[SOURCE TEXT]
# Makes the 7th since May



## autumnrider (Feb 2, 2010)

Sunday, June 26 ----Spitfire electronic call --- big male pooch --- 10:30 am ---- 88 degrees ---AR 15 m4 bushmaster carbon--- 55gr. hornady --- 72 yrd ? give or take---5th set up 
View attachment coyote.zip


----------



## 220swift (Mar 2, 2011)

NICE!!!!! way to go


----------



## youngdon (Mar 10, 2010)

Zip files don't work for me.

Anyone have a solution for that ?


----------



## Mattuk (Oct 16, 2010)

Well done autumnrider. Can't help there Don.


----------



## showmeyote (Dec 12, 2010)

Nice!!!!!!!!!!!!!


----------



## bones44 (Jan 7, 2011)

Great job !! Way to put the smackdown on 'em !!


----------



## 220swift (Mar 2, 2011)

here it is unzipped


----------



## youngdon (Mar 10, 2010)

Thanks 220.

Nice job Autumnrider


----------



## TnTnTn (Jun 7, 2011)

Way to go-you are wearing them out. TTT


----------



## SWAMPBUCK10PT (Apr 5, 2010)

*CONGRADS ON THE KILL AR------------Way to Shoot'em dead----------------sb*


----------



## hassell (Feb 9, 2010)

Congrats. on the shoot, keep nailing them.


----------



## bar-d (Feb 3, 2010)

Kudos.


----------



## singlesix (May 13, 2010)

Nice job im gonna get me some soon


----------



## Antlerz22 (Apr 18, 2011)

A most excellent job, considering all the foliage/woods and close proximity they can get to you unnoticed .


----------



## autumnrider (Feb 2, 2010)

sorry about the zipper friends---my partner sent this picture to me on e-mail cause I dont have all the cords and nick nacks to download from my (borrowed) phone....My son used my upgrade, you folks probably know how that is-----I would have downloaded all pics if I had the proper equipment........and yes it is thick, hot with ticks, biting knats and chiggers


----------



## autumnrider (Feb 2, 2010)

Oh yeah, 220 swift, thanks for getting that pic to show......thanks again


----------



## El Gato Loco (Jan 15, 2010)

Good stuff man. Way to put em down!


----------

[TASK INSTRUCTIONS]
1/ In the coyote hunting thread, what temperature does the opening post give?
2/ From the coyote hunting thread, copy out the words starting with "## SWAMPBUCK10PT (Apr" and going on through "keep nailing them.".

[DATA EXTRACT]
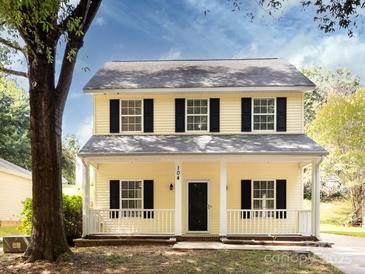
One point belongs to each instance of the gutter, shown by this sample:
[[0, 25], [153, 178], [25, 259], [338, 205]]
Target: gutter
[[96, 90]]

[FINAL RESULTS]
1/ 88 degrees

2/
## SWAMPBUCK10PT (Apr 5, 2010)

*CONGRADS ON THE KILL AR------------Way to Shoot'em dead----------------sb*


----------



## hassell (Feb 9, 2010)

Congrats. on the shoot, keep nailing them.